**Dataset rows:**
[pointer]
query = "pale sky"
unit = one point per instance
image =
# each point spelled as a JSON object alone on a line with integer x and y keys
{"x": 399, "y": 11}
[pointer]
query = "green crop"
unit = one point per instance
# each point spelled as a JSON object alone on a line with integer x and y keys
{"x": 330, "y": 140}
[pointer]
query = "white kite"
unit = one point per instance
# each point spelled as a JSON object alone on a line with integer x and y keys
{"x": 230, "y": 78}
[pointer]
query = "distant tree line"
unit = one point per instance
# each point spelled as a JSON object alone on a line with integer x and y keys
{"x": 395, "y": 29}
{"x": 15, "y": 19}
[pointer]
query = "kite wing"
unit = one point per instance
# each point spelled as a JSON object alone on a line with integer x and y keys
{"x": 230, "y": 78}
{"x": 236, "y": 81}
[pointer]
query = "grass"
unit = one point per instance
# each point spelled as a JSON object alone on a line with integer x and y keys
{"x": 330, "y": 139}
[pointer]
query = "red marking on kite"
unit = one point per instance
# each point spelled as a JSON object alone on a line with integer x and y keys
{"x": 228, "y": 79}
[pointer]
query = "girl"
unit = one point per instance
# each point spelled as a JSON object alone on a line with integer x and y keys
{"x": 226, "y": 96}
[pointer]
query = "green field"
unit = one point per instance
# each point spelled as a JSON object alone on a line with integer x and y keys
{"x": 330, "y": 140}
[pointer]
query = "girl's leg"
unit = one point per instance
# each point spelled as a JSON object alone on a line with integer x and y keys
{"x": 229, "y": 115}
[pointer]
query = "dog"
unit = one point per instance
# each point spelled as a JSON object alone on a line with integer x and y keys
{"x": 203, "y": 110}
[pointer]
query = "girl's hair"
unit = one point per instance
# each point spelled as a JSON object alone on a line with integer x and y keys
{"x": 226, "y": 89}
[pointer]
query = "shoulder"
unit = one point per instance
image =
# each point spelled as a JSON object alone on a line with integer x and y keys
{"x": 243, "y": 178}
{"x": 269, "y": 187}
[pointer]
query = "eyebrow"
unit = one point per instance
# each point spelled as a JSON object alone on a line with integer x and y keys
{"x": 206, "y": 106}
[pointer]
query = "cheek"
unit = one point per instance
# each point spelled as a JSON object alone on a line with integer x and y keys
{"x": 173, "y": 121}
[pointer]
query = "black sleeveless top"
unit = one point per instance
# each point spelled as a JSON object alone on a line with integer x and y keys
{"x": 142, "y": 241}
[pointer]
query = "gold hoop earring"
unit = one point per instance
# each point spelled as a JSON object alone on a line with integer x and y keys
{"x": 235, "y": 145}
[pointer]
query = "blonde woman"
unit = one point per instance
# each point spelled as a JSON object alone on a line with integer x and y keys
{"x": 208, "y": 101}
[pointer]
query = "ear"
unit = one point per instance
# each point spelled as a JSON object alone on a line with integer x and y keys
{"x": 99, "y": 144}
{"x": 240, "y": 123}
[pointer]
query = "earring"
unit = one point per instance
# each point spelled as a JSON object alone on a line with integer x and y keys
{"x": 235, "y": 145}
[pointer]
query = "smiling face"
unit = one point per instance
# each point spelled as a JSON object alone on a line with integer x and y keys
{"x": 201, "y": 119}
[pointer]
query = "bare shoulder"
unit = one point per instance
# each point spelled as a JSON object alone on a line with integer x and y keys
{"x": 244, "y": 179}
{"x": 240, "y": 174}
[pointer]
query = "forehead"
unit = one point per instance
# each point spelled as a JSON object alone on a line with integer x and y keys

**The task:** Every entry must be retyped in full, exactly as given.

**Full response:**
[pointer]
query = "pale sky"
unit = one point per instance
image =
# each point spelled as a JSON object alone on a line with integer x and y keys
{"x": 399, "y": 11}
[pointer]
query = "green crop"
unit = one point per instance
# each point spelled as a JSON object alone on a line with integer x and y keys
{"x": 330, "y": 140}
[pointer]
query = "white kite"
unit = one point per instance
# each point spelled as a JSON object alone on a line with integer x and y keys
{"x": 230, "y": 78}
[pointer]
query = "distant tree line"
unit = one point per instance
# each point spelled as a JSON object alone on a line with integer x and y keys
{"x": 395, "y": 29}
{"x": 15, "y": 19}
[pointer]
query = "kite wing"
unit = one point per instance
# each point spelled as a JSON object alone on a line with integer x and y keys
{"x": 230, "y": 78}
{"x": 236, "y": 81}
[pointer]
query = "grass"
unit = one point per instance
# each point spelled as a JSON object alone on a line with integer x and y keys
{"x": 330, "y": 139}
[pointer]
query = "red marking on kite"
unit = one point per instance
# each point spelled as a JSON object alone on a line with integer x and y keys
{"x": 228, "y": 79}
[pointer]
query = "girl"
unit = one point per instance
# each point spelled as a JSON object alone on a line with integer x and y keys
{"x": 226, "y": 96}
[pointer]
query = "green field"
unit = one point per instance
# each point spelled as a JSON object alone on a line with integer x and y keys
{"x": 330, "y": 140}
[pointer]
query = "girl's leg"
unit = one point per instance
# each point spelled as a JSON object alone on a line with integer x and y keys
{"x": 229, "y": 115}
[pointer]
query = "dog"
unit = one point per instance
# each point spelled as a JSON object alone on a line with integer x and y keys
{"x": 203, "y": 110}
[pointer]
query = "girl's hair"
unit = one point per instance
# each point spelled as a JSON object alone on a line with integer x and y keys
{"x": 226, "y": 89}
[pointer]
query = "shoulder"
unit = one point per instance
image =
# each point spelled as a JSON object alone on a line with integer x and y keys
{"x": 243, "y": 178}
{"x": 269, "y": 187}
[pointer]
query = "eyebrow"
unit = one point per instance
# each point spelled as a JSON object alone on a line with integer x and y keys
{"x": 206, "y": 106}
[pointer]
query = "cheek"
unit = one point per instance
# each point spelled as a JSON object alone on a line with integer x and y keys
{"x": 173, "y": 121}
[pointer]
query = "black sleeveless top"
unit = one point per instance
# each point spelled as a JSON object alone on a line with integer x and y keys
{"x": 142, "y": 241}
[pointer]
query = "gold hoop earring"
unit = one point per instance
# each point spelled as a JSON object alone on a line with integer x and y keys
{"x": 235, "y": 145}
[pointer]
query = "blonde woman"
unit = one point per instance
# each point spelled as a JSON object alone on a line with integer x and y keys
{"x": 208, "y": 101}
[pointer]
query = "ear"
unit = one point per instance
# each point spelled as a JSON object alone on a line with integer x and y keys
{"x": 99, "y": 144}
{"x": 240, "y": 123}
[pointer]
query = "earring"
unit = one point per instance
# each point spelled as a JSON object alone on a line with integer x and y keys
{"x": 235, "y": 145}
[pointer]
query = "smiling face"
unit = one point per instance
# each point spelled as a JSON object alone on a line with integer x and y keys
{"x": 201, "y": 119}
[pointer]
query = "bare shoulder"
unit = one point per instance
# each point spelled as a JSON object alone on a line with integer x and y keys
{"x": 244, "y": 179}
{"x": 240, "y": 174}
[pointer]
query = "forehead"
unit = one point per instance
# each point spelled as a JSON object alone on a line with integer x and y keys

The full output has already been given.